'''

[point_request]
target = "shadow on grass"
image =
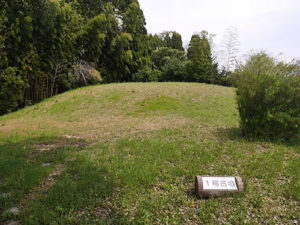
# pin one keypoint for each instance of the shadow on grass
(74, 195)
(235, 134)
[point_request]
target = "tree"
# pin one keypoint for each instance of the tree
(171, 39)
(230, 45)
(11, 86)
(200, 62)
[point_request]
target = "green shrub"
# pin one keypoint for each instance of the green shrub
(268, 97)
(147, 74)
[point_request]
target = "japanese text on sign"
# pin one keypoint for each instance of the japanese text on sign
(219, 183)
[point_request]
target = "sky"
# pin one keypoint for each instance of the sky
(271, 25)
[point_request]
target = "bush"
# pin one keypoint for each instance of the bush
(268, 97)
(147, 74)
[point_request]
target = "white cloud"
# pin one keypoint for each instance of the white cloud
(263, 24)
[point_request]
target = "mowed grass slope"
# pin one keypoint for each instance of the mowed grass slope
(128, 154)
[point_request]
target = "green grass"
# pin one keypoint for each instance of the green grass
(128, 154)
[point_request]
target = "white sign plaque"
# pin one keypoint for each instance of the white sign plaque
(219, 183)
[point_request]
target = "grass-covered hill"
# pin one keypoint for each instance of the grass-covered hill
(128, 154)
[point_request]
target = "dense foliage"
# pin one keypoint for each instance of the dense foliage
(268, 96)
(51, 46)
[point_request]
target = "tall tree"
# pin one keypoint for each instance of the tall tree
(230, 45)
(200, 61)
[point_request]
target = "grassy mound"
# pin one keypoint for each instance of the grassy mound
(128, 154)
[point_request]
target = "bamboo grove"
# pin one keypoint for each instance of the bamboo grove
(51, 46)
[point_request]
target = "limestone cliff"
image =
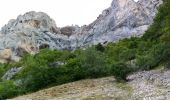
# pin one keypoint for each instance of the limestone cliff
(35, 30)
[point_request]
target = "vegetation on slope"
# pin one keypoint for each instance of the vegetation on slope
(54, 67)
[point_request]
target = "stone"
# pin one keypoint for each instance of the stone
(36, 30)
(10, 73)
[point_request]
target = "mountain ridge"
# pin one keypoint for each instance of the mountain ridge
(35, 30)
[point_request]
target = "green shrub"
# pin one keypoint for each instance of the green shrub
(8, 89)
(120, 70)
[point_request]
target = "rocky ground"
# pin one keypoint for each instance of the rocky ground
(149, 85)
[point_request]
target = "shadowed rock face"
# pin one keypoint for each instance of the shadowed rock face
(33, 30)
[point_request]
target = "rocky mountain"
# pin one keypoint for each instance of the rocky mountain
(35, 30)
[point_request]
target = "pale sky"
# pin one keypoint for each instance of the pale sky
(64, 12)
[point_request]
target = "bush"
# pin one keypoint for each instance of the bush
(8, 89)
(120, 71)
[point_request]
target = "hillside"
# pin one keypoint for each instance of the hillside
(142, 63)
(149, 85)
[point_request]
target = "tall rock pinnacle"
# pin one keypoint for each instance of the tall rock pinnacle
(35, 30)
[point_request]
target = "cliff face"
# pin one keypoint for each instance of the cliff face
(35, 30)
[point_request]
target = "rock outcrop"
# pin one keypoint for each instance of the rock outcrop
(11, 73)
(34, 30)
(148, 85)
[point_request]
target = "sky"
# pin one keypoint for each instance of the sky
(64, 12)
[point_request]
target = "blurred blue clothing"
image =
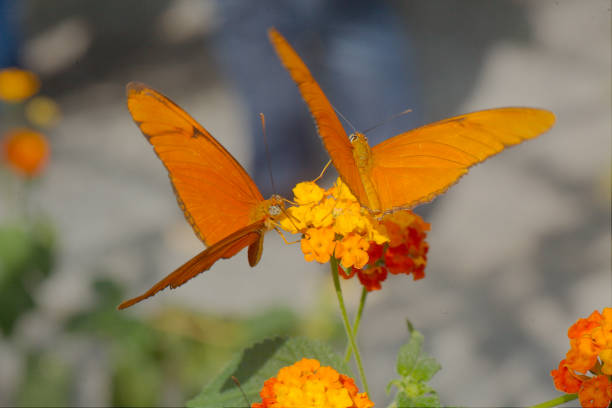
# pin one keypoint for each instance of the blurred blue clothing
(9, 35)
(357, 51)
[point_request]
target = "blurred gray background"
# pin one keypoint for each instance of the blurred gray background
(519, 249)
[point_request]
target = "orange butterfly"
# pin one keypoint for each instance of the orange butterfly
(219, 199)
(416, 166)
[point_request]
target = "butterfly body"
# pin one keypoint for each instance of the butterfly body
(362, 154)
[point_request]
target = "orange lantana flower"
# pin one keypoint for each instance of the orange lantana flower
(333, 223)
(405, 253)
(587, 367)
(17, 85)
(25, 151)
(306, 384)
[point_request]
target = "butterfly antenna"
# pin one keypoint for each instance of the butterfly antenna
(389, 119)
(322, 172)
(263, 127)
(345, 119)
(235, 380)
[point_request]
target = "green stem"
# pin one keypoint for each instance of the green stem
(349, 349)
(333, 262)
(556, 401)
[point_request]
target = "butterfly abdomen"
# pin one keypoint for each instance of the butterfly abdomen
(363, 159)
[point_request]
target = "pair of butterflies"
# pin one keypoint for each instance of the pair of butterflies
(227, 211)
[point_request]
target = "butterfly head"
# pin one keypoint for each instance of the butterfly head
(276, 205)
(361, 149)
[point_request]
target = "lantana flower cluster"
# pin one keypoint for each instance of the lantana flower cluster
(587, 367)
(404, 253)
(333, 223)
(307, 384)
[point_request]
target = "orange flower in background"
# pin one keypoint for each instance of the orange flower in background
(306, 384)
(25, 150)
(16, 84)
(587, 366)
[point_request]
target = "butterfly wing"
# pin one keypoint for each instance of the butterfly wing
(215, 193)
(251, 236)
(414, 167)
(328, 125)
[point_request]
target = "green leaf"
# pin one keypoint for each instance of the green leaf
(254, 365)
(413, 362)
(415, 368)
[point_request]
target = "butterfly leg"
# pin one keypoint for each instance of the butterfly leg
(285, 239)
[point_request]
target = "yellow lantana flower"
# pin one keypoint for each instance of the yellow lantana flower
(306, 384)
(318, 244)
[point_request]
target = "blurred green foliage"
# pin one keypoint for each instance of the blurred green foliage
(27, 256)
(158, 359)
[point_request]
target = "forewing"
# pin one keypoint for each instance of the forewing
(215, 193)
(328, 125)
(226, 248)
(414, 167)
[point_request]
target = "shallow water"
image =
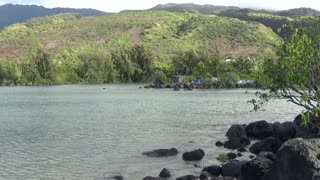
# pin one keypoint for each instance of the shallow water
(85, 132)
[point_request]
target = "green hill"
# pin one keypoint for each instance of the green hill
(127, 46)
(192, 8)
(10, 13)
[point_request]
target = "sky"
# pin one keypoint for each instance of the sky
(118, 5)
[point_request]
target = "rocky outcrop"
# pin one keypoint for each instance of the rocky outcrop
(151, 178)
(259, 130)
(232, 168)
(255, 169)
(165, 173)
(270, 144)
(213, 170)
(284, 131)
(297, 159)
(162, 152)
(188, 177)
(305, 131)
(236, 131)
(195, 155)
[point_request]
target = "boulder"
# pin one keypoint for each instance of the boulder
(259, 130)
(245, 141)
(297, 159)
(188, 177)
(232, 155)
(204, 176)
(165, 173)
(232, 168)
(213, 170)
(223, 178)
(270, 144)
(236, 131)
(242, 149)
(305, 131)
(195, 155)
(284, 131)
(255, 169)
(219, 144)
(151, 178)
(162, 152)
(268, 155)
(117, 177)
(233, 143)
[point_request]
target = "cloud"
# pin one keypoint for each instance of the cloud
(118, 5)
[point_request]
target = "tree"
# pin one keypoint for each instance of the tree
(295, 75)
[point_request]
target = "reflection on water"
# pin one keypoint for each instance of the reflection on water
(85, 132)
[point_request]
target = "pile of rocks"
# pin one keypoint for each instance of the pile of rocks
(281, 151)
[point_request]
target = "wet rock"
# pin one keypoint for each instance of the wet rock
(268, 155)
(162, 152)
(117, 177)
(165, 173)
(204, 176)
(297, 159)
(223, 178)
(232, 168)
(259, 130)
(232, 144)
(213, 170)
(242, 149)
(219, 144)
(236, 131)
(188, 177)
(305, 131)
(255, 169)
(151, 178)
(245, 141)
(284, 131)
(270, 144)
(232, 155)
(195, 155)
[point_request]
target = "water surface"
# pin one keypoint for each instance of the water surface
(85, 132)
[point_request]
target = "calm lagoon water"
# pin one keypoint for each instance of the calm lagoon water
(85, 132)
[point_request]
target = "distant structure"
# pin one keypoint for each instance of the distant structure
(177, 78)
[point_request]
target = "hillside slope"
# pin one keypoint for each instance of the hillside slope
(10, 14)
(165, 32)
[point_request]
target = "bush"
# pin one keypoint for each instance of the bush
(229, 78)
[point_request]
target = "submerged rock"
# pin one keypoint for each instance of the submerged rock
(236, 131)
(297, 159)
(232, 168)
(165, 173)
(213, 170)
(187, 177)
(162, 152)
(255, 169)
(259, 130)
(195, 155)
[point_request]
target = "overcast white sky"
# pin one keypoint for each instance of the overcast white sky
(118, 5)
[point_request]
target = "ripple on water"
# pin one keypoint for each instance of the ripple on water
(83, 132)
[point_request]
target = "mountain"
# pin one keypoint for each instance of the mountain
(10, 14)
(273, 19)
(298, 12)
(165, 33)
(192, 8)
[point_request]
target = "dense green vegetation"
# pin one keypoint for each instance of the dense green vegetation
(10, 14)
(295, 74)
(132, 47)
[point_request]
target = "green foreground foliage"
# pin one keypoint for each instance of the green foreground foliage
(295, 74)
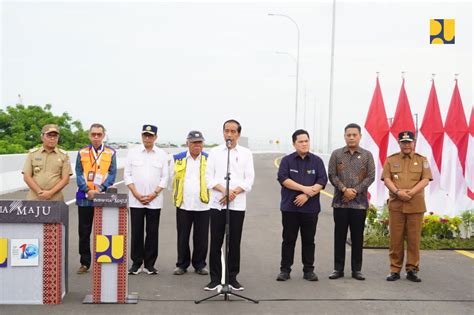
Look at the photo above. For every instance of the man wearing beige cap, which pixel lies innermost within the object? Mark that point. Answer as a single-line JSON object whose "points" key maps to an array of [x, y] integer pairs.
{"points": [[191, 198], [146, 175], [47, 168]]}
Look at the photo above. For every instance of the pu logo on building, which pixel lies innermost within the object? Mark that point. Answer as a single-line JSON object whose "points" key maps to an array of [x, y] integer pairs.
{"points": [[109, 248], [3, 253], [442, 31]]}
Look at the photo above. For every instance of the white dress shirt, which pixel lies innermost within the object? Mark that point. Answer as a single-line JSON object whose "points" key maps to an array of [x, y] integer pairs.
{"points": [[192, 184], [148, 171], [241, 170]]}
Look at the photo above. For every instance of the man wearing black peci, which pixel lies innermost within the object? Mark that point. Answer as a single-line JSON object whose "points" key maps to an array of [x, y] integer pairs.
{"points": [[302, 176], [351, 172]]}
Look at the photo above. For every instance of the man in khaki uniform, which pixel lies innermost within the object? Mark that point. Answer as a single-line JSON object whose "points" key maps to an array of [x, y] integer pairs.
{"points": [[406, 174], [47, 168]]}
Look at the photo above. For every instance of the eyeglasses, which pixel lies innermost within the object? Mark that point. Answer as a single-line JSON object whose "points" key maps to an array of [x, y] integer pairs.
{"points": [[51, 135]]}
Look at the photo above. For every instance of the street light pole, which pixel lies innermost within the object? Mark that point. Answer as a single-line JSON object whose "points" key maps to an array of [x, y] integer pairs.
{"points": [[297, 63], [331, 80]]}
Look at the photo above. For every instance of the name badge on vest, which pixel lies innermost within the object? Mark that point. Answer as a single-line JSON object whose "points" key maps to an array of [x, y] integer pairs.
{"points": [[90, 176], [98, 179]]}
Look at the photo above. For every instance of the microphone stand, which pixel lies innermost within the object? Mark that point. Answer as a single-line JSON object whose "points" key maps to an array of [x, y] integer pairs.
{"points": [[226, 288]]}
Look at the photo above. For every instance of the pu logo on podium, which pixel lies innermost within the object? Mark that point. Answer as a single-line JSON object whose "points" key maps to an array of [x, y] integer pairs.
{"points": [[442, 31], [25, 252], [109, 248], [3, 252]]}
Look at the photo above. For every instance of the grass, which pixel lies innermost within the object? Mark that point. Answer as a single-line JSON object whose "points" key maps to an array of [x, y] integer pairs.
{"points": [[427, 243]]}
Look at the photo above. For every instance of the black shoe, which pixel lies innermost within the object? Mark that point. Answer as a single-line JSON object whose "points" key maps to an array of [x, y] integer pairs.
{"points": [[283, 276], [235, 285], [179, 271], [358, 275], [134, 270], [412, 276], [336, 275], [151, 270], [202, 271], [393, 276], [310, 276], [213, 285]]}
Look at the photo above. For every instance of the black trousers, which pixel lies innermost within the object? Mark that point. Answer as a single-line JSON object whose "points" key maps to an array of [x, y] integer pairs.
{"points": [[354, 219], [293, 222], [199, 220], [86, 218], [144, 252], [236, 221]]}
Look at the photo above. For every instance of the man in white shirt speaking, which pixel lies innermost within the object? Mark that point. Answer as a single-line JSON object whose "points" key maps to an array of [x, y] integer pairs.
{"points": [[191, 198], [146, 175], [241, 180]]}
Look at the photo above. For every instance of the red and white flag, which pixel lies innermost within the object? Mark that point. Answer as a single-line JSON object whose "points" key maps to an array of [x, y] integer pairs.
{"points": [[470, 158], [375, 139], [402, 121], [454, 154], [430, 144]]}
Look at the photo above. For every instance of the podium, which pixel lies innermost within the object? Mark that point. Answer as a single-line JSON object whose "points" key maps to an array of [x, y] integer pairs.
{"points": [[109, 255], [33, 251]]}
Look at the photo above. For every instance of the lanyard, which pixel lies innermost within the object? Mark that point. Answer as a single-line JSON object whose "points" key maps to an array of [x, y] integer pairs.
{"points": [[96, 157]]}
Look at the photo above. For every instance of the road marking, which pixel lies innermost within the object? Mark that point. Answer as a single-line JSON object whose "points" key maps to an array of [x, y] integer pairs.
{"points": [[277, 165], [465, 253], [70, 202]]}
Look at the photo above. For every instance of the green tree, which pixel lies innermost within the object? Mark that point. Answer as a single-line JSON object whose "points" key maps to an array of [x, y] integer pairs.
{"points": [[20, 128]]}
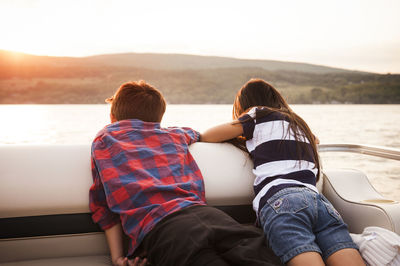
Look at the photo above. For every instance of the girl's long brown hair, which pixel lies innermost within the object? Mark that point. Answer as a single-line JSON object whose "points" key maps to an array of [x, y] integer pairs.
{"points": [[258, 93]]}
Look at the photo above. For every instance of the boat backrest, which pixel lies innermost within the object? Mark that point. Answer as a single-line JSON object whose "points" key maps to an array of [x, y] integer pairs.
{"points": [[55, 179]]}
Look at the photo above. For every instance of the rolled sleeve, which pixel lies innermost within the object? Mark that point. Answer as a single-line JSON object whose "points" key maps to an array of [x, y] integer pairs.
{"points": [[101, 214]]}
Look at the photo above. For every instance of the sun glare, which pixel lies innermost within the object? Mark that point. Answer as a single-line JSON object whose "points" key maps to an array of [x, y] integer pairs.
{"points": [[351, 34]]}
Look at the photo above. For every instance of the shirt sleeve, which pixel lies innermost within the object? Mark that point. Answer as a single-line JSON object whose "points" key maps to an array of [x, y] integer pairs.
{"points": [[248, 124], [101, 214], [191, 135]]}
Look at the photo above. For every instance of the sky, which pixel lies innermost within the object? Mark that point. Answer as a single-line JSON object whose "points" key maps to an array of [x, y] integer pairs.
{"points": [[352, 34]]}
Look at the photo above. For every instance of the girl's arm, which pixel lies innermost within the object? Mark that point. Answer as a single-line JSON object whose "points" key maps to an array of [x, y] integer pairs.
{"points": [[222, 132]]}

'''

• PROBLEM:
Only a verbatim transcription of the lines from the one containing "the sky, which" through the last line of the records counts as the answer.

• RESPONSE FOR THIS EXERCISE:
Look at the photo above. For every instance of the sky, which pixel lies innermost within the object? Mark that point. Answer as a single-line JSON object whose "points" key maps to an array of [x, y] integer pairs.
{"points": [[352, 34]]}
Look at the photo above. For every instance of the girl's arm, which pixel lies innermost within the object? Mark that point. Answer as a single-line JSON object whose "points" key maps to an array of [x, y] integer pairs.
{"points": [[222, 132]]}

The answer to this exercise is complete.